## TEXTO
.....

Também temos dito a vocês que a "mídia manipula". Ora, é através dos meios de comunicação que nos inteiramos do que acontece no mundo à nossa volta. Não há meio mais eficiente de tapar-lhes os olhos do que deslegitimar o principal visor que vocês têm para ver o mundo. Esqueçam essa segunda importante tolice. Leiam os jornais e revistas que puderem, em português ou em inglês, ajudando-se mutuamente caso tenham dificuldade com línguas estrangeiras. Acessem blogs e sigam pessoas interessantes na internet. Usem toda a informação disponível hoje globalmente para listar os assuntos que preocupam os cidadãos no mundo todo. Meio ambiente? Representação política? Dramas urbanos? Refugiados? Faça a sua lista de questões prementes e, dentre elas, busque uma na qual você pode colaborar.
Estejam também aberto às soluções que andam circulando por aí. Economia compartilhada, transparência governamental, jornalismo cidadão, cidades inteligentes, hortas urbanas - intere-se de tudo para poder encontrar o seu nicho. Com a crise, a capacidade de contratação do setor público será muito baixa na próxima década, quando você estará se firmando profissionalmente, e as transferências para o terceiro setor também serão reduzidas e estarão sob forte escrutínio; daí a importância de identificar nichos de ação relevantes. Para se aprimorar nesses primeiros anos de formado e aguardar a crise arrefecer, busquem também oportunidades de estudo, no Brasil ou no exterior, incluindo os Estados Unidos e seus aliados democráticos, cuja demonização justifica o monolinguismo acadêmico, sem outra utilidade para você ou para o país.

.....

## EXERCÍCIO PROPOSTO 1
No texto sobre a mídia e a carreira, o que se deve fazer caso haja dificuldade com línguas estrangeiras?
## EXERCÍCIO PROPOSTO 2
As afirmações a seguir concordam com o texto sobre a mídia e a carreira? Responda sim ou não para cada uma, citando as palavras do texto que decidem. (a) A capacidade de contratação do setor público será baixa na próxima década. (b) Recomenda-se ler somente jornais e revistas em português. (c) As hortas urbanas aparecem entre as soluções que andam circulando.
## EXERCÍCIO PROPOSTO 3
Continue o texto sobre a mídia e a carreira a partir da última frase apresentada.

(Itens de localização de objetos em imagens)
.....

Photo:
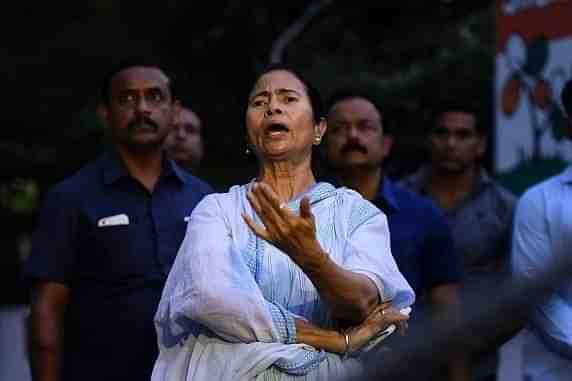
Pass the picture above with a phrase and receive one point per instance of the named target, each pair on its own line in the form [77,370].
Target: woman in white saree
[282,278]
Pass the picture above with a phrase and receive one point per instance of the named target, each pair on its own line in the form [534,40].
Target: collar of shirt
[114,169]
[386,199]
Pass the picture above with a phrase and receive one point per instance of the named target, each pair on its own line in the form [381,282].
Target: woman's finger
[266,193]
[305,209]
[271,219]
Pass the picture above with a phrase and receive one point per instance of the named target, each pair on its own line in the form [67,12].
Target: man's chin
[143,145]
[452,166]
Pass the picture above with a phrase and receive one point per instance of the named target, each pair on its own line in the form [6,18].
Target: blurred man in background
[184,144]
[357,143]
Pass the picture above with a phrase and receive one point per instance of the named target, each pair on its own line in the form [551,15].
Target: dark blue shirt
[421,240]
[112,242]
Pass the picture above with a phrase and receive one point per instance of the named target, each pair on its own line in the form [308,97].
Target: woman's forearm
[350,296]
[319,338]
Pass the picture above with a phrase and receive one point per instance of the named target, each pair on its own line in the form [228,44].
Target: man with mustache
[357,143]
[107,237]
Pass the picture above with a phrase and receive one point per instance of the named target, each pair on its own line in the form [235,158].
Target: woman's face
[279,118]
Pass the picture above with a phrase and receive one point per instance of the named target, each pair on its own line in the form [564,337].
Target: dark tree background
[410,52]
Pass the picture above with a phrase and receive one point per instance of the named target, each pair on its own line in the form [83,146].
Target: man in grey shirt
[479,210]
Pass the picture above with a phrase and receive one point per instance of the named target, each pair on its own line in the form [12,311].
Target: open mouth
[276,129]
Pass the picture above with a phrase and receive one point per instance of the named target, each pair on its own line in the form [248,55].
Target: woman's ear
[320,130]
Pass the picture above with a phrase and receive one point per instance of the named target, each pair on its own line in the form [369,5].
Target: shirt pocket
[107,254]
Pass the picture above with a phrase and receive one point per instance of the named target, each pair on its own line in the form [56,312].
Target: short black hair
[349,92]
[566,98]
[456,105]
[138,61]
[313,93]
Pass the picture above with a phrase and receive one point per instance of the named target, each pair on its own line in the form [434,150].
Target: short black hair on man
[137,61]
[313,93]
[457,105]
[566,98]
[349,92]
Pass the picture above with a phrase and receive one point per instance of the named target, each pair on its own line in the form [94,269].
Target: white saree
[227,311]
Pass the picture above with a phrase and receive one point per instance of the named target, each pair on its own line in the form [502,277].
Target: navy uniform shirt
[112,242]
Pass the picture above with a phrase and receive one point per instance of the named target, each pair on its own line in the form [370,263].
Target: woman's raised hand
[292,234]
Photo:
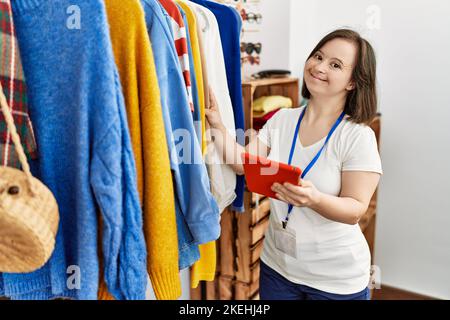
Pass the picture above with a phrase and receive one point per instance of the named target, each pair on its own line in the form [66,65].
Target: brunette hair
[361,103]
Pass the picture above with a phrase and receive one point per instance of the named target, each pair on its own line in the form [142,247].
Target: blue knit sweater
[86,159]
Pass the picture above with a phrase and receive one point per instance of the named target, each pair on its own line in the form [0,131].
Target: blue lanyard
[314,160]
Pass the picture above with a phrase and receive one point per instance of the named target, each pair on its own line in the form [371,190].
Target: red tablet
[261,173]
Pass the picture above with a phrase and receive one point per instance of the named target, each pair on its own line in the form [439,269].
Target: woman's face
[329,71]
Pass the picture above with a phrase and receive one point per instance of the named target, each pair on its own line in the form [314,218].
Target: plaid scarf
[14,88]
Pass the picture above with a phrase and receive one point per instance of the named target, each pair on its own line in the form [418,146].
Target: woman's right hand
[212,113]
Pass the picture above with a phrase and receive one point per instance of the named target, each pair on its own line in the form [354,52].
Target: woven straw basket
[28,212]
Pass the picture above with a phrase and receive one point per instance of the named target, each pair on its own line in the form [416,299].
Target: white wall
[413,48]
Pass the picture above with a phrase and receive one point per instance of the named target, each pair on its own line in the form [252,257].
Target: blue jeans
[273,286]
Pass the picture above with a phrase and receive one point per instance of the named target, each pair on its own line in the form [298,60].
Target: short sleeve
[361,151]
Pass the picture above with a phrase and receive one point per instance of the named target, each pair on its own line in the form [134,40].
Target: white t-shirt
[331,256]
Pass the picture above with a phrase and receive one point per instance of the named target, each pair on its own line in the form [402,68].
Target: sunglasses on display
[249,47]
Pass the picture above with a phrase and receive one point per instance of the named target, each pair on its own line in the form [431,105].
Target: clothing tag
[286,240]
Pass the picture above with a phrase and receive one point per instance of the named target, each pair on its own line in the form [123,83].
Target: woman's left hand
[303,195]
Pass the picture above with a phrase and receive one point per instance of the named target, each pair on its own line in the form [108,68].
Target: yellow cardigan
[205,267]
[134,58]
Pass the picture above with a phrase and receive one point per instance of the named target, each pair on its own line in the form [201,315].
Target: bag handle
[16,139]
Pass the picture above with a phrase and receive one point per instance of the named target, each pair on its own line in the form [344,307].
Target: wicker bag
[28,212]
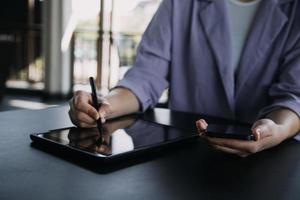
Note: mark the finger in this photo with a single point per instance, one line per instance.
(261, 131)
(85, 125)
(84, 118)
(230, 151)
(201, 126)
(104, 149)
(82, 103)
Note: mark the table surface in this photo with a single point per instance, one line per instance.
(188, 171)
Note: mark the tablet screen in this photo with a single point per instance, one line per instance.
(120, 136)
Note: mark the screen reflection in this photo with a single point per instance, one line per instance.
(119, 136)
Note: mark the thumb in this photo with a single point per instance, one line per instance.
(201, 126)
(260, 131)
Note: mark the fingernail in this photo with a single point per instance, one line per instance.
(258, 131)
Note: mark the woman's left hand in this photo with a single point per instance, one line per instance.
(266, 132)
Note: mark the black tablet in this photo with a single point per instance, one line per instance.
(121, 138)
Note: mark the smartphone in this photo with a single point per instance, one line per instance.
(239, 132)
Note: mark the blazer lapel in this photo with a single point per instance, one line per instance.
(214, 21)
(268, 23)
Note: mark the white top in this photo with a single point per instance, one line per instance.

.....

## RESPOSTA 1
Ajudar-se mutuamente.

## RESPOSTA 2
(a) Sim: "a capacidade de contratação do setor público será muito baixa na próxima década".
(b) Não: "Leiam os jornais e revistas que puderem, em português ou em inglês".
(c) Sim: "Economia compartilhada, transparência governamental, jornalismo cidadão, cidades inteligentes, hortas urbanas".

## RESPOSTA 3
Também temos dito a vocês que contratos entre as pessoas são ilegítimos. Que o acordo entre um empregador e um empregado é um ato de exploração, e não um negócio entre duas pessoas autônomas. Que uma sociedade fincada em contratos é no fundo uma luta entre grupos antagônicos que querem se destruir. Esqueçam essa terceira importante tolice. Leiam sobre a heróica emergência de uma sociedade baseada em leis. Reconheçam o fato de que na vida cotidiana somos regidos por contratos, o que dá estabilidade para as relações humanas, permitindo a inovação, e que há sanções para quem os descumpre. Lembrem que formamos comunidades não em torno de dogmas, mas sim através da associação de pessoas livres com objetivos claros e comuns.
Na vida profissional, vocês estabelecerão contratos, seja com o setor público, com o setor privado voltado para o lucro ou não, ou mesmo com colegas e clientes, em novos empreendimentos. Estejam abertos, com confiança, para estabelecer parcerias, inclusive para começar com colegas atividades novas. Há jovens que vêm me perguntar se é correto obter lucro através de inovação. Sim, é correto obter lucro através do próprio trabalho, em inovação ou em setores já estabelecidos. Questionar a própria idéia de contrato justifica as mais gritantes distorções na distribuição da riqueza nacional, sem os aprimorar. Lembrem então que vocês têm autonomia para começar o negócio que quiserem! O fato de obterem lucro em alguma atividade não exclui seu caráter benéfico. E vice-versa, o fato de serem funcionários do Estado não garante o caráter benéfico da sua atividade. O respeito aos contratos é um importante elemento de sua realização profissional: acredite em si, nos outros, e nos acordos que vocês fixarem livremente! Acredite, enfim, na colaboração humana.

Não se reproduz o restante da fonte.